Warren, though, felt
she was set up by a vocal resident of Morningside.
“Frankly, it was a disgusting display from a small group
of dissidents, many of whom had never been to a meeting,
and only came in and paid dues to accomplish this,”
Warren wrote via e-mail. “Their god, Elvis Cruz,
orchestrated this from head to toe and sat in the back
of the meeting laughing the whole time. … One of the
last comments heard as they were leaving was, ‘Yay, no
more code enforcement.’”
Cruz replied via
e-mail: “Negative. Many neighbors in Shorecrest are
quite angry with her.” He later added, referring to
Warren’s perceived stance on Miami 21: “Warren’s ouster
by her Shorecrest neighbors had to do with her own
actions, not mine. Apparently they found it suspicious
that their homeowners’ association president would
testify in favor of high-rises and against her own
neighborhood.”
Vela also insists
Cruz, a passionate advocate of 35-foot height limits
along Biscayne Boulevard, is not the reason homeowners
decided to remove Warren as their president.
She then quoted
District 2’s former commission representative, Johnny
Winton. “He said to me at a commission meeting a couple
of years ago, when I objected that Shorecrest’s views
were being misrepresented, ‘If you don't like your
elected officials, vote ’em out.’ And that’s just what
we did with Ms. Warren.”
Now Shorecrest
homeowners have a new challenge: finding individuals
willing to volunteer their time to be board members and
maybe president — at least for a little while.
“It’s time for a
change of thinking,” said Maggie Steber, a freelance
photographer who has resided in Shorecrest for the last
eight years. “It’s been a prodevelopment board. We’re
not anti-development, but if there is development it
should be appropriate….”
People
are so angry … very angry and upset.… At the same time,
it’s just been building.”

Extracted information ▸
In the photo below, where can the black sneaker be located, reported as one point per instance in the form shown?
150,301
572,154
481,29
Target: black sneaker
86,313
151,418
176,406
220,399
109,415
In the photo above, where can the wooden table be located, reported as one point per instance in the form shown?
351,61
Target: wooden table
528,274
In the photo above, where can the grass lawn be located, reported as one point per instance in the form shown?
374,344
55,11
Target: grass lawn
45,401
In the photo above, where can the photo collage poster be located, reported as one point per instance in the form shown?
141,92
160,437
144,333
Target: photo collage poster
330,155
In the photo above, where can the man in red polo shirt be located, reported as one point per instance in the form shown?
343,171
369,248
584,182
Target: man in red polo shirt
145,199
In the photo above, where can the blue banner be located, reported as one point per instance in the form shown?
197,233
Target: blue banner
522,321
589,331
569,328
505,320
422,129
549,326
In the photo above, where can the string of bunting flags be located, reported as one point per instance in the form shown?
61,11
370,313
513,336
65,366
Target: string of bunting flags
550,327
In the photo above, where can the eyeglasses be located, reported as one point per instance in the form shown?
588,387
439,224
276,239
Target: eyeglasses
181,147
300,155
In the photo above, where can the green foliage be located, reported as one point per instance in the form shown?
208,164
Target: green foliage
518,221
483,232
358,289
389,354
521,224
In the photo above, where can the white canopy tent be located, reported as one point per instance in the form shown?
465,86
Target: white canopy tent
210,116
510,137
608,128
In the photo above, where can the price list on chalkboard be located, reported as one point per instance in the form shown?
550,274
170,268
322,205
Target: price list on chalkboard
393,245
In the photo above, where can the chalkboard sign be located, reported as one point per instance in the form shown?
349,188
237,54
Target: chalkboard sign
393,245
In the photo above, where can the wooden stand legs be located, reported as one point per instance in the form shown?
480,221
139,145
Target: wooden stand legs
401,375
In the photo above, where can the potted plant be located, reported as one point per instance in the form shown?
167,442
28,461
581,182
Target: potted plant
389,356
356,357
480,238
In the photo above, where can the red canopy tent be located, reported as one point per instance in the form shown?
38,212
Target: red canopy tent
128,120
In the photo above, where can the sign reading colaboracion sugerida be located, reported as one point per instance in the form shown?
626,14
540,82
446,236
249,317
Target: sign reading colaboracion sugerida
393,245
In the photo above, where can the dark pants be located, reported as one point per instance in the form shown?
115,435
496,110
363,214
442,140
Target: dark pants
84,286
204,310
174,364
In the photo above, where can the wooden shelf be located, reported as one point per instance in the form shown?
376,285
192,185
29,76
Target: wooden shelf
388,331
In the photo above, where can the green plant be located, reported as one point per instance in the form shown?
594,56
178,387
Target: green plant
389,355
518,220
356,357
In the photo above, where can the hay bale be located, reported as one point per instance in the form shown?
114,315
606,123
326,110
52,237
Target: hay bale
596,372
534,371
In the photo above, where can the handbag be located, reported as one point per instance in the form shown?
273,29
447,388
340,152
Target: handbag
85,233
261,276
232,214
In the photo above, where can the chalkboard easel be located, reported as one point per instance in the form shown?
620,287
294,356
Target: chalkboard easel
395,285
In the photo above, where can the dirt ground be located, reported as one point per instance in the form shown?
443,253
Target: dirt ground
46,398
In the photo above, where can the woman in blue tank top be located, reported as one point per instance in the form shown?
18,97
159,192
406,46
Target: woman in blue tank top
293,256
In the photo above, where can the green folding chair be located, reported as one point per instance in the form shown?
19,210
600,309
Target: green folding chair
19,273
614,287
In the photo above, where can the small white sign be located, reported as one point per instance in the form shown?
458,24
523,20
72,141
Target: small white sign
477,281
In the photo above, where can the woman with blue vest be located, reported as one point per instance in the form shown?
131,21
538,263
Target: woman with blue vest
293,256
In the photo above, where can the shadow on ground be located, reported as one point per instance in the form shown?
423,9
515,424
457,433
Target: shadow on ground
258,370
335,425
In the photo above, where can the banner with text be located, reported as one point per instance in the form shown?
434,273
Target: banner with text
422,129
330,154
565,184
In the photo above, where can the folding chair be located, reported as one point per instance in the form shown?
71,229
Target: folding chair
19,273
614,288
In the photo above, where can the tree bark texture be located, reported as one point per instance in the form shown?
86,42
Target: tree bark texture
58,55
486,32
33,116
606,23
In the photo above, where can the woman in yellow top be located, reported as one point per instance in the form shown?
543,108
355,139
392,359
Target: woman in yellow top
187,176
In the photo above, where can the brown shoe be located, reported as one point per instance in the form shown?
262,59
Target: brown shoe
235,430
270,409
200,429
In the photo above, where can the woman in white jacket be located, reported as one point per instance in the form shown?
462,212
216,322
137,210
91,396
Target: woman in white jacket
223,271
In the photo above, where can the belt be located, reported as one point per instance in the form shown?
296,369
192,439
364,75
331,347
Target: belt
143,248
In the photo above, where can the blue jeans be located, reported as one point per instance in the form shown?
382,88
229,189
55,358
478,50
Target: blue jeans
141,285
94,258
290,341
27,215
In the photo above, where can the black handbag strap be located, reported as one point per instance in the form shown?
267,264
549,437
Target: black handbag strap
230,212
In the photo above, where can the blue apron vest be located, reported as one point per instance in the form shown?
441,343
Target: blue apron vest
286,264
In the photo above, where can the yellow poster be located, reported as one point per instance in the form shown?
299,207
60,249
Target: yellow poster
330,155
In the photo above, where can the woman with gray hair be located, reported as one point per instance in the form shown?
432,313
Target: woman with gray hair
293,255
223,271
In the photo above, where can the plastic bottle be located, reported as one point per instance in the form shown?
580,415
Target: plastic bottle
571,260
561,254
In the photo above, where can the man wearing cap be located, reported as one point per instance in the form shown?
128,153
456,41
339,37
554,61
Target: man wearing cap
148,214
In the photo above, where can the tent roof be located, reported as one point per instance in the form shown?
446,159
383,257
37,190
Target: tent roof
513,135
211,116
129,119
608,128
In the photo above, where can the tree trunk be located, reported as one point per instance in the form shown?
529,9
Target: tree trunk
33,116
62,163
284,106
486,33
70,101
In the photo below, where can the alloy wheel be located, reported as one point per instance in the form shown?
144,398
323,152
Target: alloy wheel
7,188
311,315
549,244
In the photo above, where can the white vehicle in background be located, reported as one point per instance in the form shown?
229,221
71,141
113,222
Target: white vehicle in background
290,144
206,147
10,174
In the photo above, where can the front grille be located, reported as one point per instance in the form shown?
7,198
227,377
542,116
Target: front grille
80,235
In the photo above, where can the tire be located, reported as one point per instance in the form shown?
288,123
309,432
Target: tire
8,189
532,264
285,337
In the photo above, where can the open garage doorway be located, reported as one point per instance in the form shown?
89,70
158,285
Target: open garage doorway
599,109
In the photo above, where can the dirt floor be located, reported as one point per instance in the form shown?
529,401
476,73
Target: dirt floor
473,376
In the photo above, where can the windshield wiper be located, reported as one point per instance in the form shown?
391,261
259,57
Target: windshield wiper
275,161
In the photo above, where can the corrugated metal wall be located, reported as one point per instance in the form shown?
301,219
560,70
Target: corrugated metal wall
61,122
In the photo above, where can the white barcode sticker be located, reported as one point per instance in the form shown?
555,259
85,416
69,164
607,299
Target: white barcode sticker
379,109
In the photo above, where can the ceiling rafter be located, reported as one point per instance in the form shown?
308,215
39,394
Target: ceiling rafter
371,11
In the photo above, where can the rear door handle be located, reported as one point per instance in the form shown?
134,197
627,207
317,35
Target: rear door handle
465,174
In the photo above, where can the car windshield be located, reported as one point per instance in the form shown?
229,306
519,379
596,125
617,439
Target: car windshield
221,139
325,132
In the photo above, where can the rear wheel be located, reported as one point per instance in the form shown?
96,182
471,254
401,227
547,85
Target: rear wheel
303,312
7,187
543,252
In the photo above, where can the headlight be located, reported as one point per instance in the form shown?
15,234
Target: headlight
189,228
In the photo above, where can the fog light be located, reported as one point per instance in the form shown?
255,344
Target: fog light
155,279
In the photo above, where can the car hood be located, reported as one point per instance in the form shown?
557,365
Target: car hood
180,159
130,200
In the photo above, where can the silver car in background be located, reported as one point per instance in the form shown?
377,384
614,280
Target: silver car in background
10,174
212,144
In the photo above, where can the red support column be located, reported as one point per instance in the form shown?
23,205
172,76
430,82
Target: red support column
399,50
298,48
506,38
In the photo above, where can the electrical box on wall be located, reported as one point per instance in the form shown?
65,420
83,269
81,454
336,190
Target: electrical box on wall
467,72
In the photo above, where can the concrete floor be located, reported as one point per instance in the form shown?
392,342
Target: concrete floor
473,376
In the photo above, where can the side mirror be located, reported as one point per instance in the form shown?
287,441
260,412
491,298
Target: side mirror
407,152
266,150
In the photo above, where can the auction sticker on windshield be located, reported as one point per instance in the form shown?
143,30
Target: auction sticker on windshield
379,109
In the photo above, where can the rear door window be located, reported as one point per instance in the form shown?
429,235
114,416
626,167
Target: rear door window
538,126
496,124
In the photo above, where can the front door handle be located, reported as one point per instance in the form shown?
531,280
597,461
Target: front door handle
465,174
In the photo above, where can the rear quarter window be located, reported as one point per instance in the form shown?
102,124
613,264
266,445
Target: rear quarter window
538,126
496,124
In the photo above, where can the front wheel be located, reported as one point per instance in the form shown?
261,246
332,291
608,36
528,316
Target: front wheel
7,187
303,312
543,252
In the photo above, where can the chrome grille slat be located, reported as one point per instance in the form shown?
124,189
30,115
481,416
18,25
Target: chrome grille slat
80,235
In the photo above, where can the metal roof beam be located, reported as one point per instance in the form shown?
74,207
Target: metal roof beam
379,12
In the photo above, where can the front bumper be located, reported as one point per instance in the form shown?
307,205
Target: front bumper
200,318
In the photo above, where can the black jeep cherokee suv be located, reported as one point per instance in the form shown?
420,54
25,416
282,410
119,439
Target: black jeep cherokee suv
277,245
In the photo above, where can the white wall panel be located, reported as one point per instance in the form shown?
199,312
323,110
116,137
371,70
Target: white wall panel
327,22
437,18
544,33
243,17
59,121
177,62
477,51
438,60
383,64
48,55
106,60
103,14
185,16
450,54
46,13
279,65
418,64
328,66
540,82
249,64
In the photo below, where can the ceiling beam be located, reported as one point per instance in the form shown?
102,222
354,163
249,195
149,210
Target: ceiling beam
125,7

Objective A ▸ Transcribe the passage of the Shorecrest article between "Vela also insists" and "as their president.", inclusive.
Objective B ▸ In the Shorecrest article, what reason does Cruz give for Warren's removal as president? Answer in one to three sentences.

Worked solution A ▸
Vela also insists
Cruz, a passionate advocate of 35-foot height limits
along Biscayne Boulevard, is not the reason homeowners
decided to remove Warren as their president.

Worked solution B ▸ Cruz says Warren's ouster came from her own actions, not his. Her Shorecrest neighbors apparently found it suspicious that their homeowners' association president would testify in favor of high-rises and against her own neighborhood.